Position identification records
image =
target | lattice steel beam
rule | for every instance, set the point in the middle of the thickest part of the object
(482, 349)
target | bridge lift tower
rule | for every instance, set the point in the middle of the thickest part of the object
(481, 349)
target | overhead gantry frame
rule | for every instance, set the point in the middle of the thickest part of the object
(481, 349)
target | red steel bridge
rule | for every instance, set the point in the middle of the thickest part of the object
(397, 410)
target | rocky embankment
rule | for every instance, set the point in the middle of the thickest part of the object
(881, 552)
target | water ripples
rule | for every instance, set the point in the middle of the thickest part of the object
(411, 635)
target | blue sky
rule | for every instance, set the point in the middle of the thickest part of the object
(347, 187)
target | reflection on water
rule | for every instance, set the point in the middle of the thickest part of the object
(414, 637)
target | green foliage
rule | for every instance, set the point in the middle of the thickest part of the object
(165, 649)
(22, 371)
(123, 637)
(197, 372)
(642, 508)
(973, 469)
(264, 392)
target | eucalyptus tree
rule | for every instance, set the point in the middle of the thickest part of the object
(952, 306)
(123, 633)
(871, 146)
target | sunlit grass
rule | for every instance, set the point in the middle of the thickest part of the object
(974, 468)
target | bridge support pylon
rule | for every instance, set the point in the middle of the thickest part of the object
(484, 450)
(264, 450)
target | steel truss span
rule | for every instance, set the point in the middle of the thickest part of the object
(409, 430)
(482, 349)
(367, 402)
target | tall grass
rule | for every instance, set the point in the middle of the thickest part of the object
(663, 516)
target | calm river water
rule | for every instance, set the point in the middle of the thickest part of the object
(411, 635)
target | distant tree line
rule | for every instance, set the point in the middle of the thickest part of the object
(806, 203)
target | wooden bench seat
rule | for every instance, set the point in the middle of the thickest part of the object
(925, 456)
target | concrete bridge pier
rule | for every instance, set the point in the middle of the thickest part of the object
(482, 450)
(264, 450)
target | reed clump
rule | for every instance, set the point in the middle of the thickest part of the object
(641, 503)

> **Exercise brief**:
Reproduce all of the rows above, substituting "widest" for every occurrence of "thickest". Keep everything else unchanged.

> **Answer below**:
image =
target | lattice steel beam
rule | for every instance, set the point in the middle of the widest part of the object
(482, 349)
target | bridge lift tower
rule | for every instance, set the point in the middle of the widest part of the object
(481, 349)
target | overhead gantry frame
rule | for every instance, set the point in the middle of the widest part of the object
(481, 349)
target | red steel bridge
rule | for every instance, set the point in the middle of the widest part of the object
(397, 410)
target | rocky embankment
rule | for every instance, set the point in the middle of the widest part of the object
(881, 552)
target | water ripples
rule | for every instance, set the point in the middle of the widest part of the object
(411, 635)
target | blue sky
rule | for every instance, set the point in the middle of the widest part of the object
(347, 187)
target | reflection on water
rule | for every instance, set the point in the middle of the widest part of the object
(414, 637)
target | green foliage
rule | for every instance, set the point in the middle of the widest part of the object
(165, 649)
(22, 371)
(123, 637)
(197, 372)
(642, 508)
(973, 469)
(264, 392)
target | eucalyptus tree
rule | for every instance, set the point in the middle of the widest part of the object
(952, 306)
(123, 633)
(871, 146)
target | sunlit grass
rule | for every instance, set the point in the middle of the widest part of the object
(974, 468)
target | bridge support pylon
rule | for every instance, set the point in the middle of the widest part of the object
(484, 450)
(264, 450)
target | steel truss span
rule | for every instance, set the point in the middle of the widest part of the object
(409, 430)
(482, 349)
(367, 402)
target | tall grass
rule | for every instance, set the point in the middle of the widest part of the object
(663, 516)
target | calm river water
rule | for every instance, set the point in the middle of the widest part of the object
(411, 635)
target | distant tree line
rule | for every instance, set the point in the middle of the widest part of the object
(806, 203)
target | wooden bench seat
rule | for every instance, set the point in the middle of the widest part of the object
(925, 456)
target | concrete bridge pier
rule | for every instance, set the point in the middle of the widest part of the object
(482, 450)
(264, 450)
target | reed clump
rule | for every instance, set the point in the middle of the widest part of the object
(641, 503)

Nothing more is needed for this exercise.